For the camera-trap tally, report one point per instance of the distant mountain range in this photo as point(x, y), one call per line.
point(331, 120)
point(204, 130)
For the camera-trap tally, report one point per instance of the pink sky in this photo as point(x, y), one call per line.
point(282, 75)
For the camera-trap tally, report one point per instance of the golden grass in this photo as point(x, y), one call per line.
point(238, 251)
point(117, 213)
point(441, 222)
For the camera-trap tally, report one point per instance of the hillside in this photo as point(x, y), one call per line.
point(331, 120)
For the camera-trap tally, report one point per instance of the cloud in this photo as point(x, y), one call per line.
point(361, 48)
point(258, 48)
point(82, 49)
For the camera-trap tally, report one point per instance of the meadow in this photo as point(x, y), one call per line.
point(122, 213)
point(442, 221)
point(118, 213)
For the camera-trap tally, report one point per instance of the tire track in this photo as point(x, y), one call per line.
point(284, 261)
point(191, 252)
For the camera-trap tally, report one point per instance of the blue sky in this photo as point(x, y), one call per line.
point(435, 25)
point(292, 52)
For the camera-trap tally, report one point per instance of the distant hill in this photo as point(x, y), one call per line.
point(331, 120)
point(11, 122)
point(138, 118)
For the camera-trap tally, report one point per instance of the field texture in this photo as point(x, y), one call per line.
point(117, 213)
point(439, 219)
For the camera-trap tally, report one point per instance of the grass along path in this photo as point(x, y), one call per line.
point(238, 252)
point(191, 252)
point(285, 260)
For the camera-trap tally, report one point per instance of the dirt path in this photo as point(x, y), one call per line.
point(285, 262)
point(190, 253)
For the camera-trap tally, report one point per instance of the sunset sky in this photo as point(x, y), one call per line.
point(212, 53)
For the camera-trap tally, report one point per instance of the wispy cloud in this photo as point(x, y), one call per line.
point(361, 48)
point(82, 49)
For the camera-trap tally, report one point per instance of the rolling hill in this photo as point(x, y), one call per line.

+++

* Do this
Transcribe every entry exactly.

* Task solution
For the camera-trap tally, report one point per instance of the distant mountain range in this photo as point(x, y), one call per line.
point(331, 120)
point(204, 130)
For the camera-trap tally, report one point per instance of the pink sky in this photo as point(x, y), one call per line.
point(282, 75)
For the camera-trap tally, report one point per instance of the golden grass in this photo as point(x, y), one call per line.
point(238, 251)
point(117, 213)
point(441, 222)
For the camera-trap tally, report one point per instance of the hillside in this photo as point(x, y), one call per line.
point(331, 120)
For the camera-trap tally, report one point per instance of the cloud in this photo as point(x, y), one call per line.
point(361, 48)
point(258, 48)
point(82, 49)
For the camera-trap tally, report one point per instance of the meadow in this photo as point(x, y), one call per line.
point(122, 213)
point(442, 221)
point(118, 213)
For the camera-trap tally, report one point per instance of the tire track in this photo as point(x, y), one call per line.
point(284, 261)
point(191, 252)
For the camera-trap tally, report one point per instance of the blue sky in this photo as point(x, y), one call per line.
point(435, 25)
point(292, 52)
For the camera-trap tally, report one point per instance of the distant hill in this photo as point(x, y), one call per line.
point(331, 120)
point(11, 122)
point(138, 118)
For the camera-trap tally, report one point per instance of the field texture in this photo as point(x, y), one call per line.
point(117, 213)
point(439, 219)
For the camera-trap tally, report one point per instance of the grass along path in this photo as point(x, y), one call per line.
point(238, 252)
point(191, 252)
point(285, 260)
For the camera-trap tally, report one point per instance of the dirt path in this photo as point(x, y), one call per line.
point(285, 262)
point(190, 253)
For the camera-trap tally, report one point per instance of the sunset sky in this photo as point(x, y), one call per line.
point(212, 53)
For the camera-trap tally, report one point per instance of the wispy cloud in this photo as point(x, y), one call per line.
point(361, 48)
point(82, 49)
For the camera-trap tally, report one point per instance of the rolling hill in this photo as point(x, y), one call per line.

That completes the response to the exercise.